### Reading text:
____

Domestic violence in Peru
Gender-Based Violence in Peru is a prevalent issue that a significant amount of women face. According to the World Health Organization, 49% of ever-partnered women (women who had ever been married, ever lived with a man or ever had a regular sexual partner) in Lima and 61% in Cusco reported physical violence by a partner at some time in their life. For sexual violence by a partner these percentages were 23% in Lima and 47% in Cusco.
The position of women in Peru is complex because it varies with class, ethnicity, and the economic place of women in traditional Peruvian society. Unlike women in the U.S., women who live in Peru have often been involved in agricultural products as well as handicraft. This complexity has not been recognized by the Peruvian government.
The Peruvian Constitution of 1993 recognized a person's fundamental right to its moral, physical, and psychological integrity. However, it didn't specifically expand these protections to women, nor does it have specific discrimination laws that apply to women. The following sections outline the types of gender-based violence that women experience.
On par with other Latin American countries, street harassment is a prevalent problem in Peru. As a result, citizens created the Paremos el Acoso Callejero (PAC) initiative in 2012, which translates to 'Let's stop street harassment'. The purpose of this initiative was to analyze the structures of everyday violence towards women in Peru, such as catcalling. Additionally, this initiative was unique because it started on Facebook, Twitter, and DATEA, a platform that gives women the opportunity to geo-reference their experiences. Past being broadly successful with women, the PAC initiative has partnered with the Peruvian parliament spurring the only anti-street harassment law in Latin America.
In 2006, Ministry of Women and Social Development (MIMDES) centers reported 25,036 cases of domestic violence in Peru. The centers helped an average of 2,067 men and women per month. MIMDES also operated a toll-free hot line, which handled 7,785 requests for assistance regarding family disturbances during 2006.
Women's organizations noted that alcohol abuse and traditional attitudes toward women aggravated the problems of rape and sexual abuse - particularly in rural areas. In November 2006, the World Health Organization reported that 69 percent of Peruvian women said they had suffered from some form of physical violence in their lives.
Abuses are aggravated and perpetuated law enforcement practice, and laws that government discrimination against women. MIMDES and NGOs stated that many domestic abuse cases went unreported. NGO sources stated that the majority of reported cases did not result in formal charges because of fear of retaliation or because of the expense of filing a complaint. The legal and physical protections offered were limited because of legal delays, ambiguities in the law, and the lack of shelters for victims. According to a study done in Lima, Peru in 2007, abused women have a 1.63-fold increased risk for unintended pregnancy. Additionally, women who have experienced both physical and sexual abuse are 3.31 fold more likely to get unintentionally pregnant.

____

### Record list:
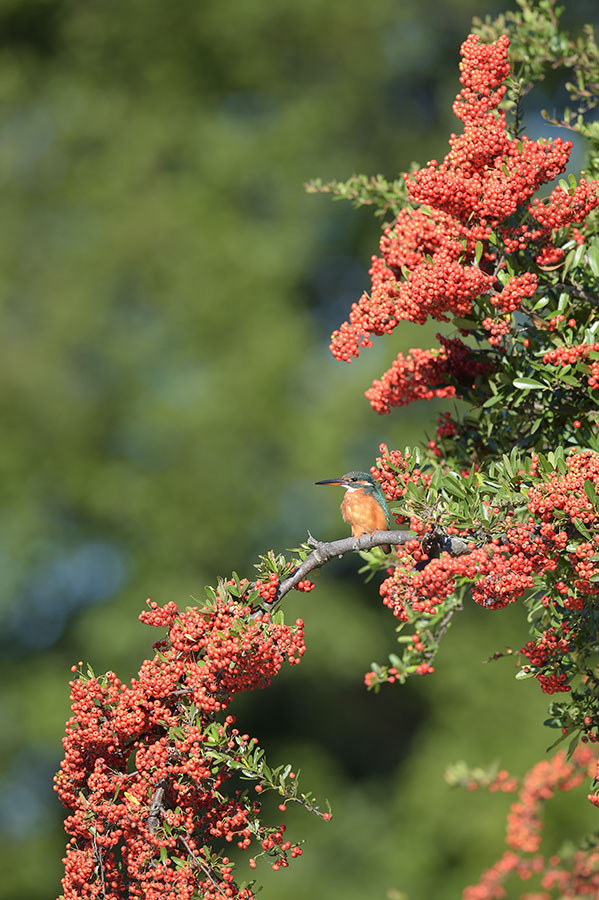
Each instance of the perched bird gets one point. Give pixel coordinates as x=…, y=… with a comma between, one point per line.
x=364, y=506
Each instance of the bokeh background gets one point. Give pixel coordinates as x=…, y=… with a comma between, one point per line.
x=168, y=400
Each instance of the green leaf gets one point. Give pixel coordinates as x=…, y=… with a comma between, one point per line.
x=591, y=492
x=529, y=384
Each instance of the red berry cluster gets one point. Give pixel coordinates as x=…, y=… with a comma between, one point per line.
x=440, y=257
x=146, y=765
x=426, y=374
x=542, y=549
x=573, y=879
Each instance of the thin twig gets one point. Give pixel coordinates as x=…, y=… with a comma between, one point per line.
x=579, y=292
x=156, y=807
x=201, y=865
x=98, y=855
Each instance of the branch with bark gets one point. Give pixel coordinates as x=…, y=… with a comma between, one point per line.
x=325, y=551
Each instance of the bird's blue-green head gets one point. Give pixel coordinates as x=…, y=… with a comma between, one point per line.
x=353, y=481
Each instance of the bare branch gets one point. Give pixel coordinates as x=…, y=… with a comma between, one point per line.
x=324, y=552
x=156, y=807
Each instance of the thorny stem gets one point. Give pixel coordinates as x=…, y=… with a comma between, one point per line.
x=204, y=868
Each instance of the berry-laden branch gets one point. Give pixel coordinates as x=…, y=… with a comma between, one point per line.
x=502, y=506
x=560, y=873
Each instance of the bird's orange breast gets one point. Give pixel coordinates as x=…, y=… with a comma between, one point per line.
x=363, y=513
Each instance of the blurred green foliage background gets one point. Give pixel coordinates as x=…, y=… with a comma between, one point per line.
x=168, y=290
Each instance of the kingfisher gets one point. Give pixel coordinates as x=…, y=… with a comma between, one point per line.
x=364, y=506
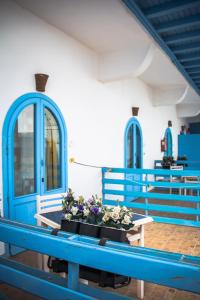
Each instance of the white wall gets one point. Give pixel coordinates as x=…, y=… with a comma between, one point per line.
x=96, y=114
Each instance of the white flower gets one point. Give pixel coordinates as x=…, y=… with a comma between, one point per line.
x=74, y=210
x=126, y=220
x=115, y=216
x=106, y=217
x=117, y=209
x=68, y=217
x=86, y=212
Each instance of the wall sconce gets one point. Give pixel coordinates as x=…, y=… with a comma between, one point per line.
x=41, y=80
x=135, y=111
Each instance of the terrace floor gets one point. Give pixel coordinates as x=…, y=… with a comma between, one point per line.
x=173, y=238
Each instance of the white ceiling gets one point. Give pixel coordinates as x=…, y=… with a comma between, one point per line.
x=103, y=25
x=107, y=27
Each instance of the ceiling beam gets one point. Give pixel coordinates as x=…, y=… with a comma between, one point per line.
x=193, y=70
x=169, y=7
x=186, y=48
x=136, y=11
x=188, y=57
x=192, y=64
x=182, y=37
x=177, y=24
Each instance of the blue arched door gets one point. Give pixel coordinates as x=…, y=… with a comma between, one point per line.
x=169, y=142
x=34, y=155
x=133, y=153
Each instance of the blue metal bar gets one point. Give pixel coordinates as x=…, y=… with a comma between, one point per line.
x=146, y=23
x=182, y=37
x=178, y=24
x=157, y=269
x=186, y=47
x=169, y=7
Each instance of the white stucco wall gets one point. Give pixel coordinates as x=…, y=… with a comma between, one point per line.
x=96, y=113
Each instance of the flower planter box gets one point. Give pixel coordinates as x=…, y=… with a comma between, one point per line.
x=113, y=234
x=70, y=226
x=89, y=229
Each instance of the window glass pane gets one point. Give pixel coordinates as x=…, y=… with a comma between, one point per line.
x=24, y=147
x=130, y=148
x=52, y=151
x=138, y=148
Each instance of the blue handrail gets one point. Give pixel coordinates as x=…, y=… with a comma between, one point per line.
x=157, y=185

____

### What you are asked to do:
Extract the portion of the text on domestic violence in Peru between "In 2006, Ministry" and "disturbances during 2006.", inclusive, copying it verbatim.

### Exercise answer:
In 2006, Ministry of Women and Social Development (MIMDES) centers reported 25,036 cases of domestic violence in Peru. The centers helped an average of 2,067 men and women per month. MIMDES also operated a toll-free hot line, which handled 7,785 requests for assistance regarding family disturbances during 2006.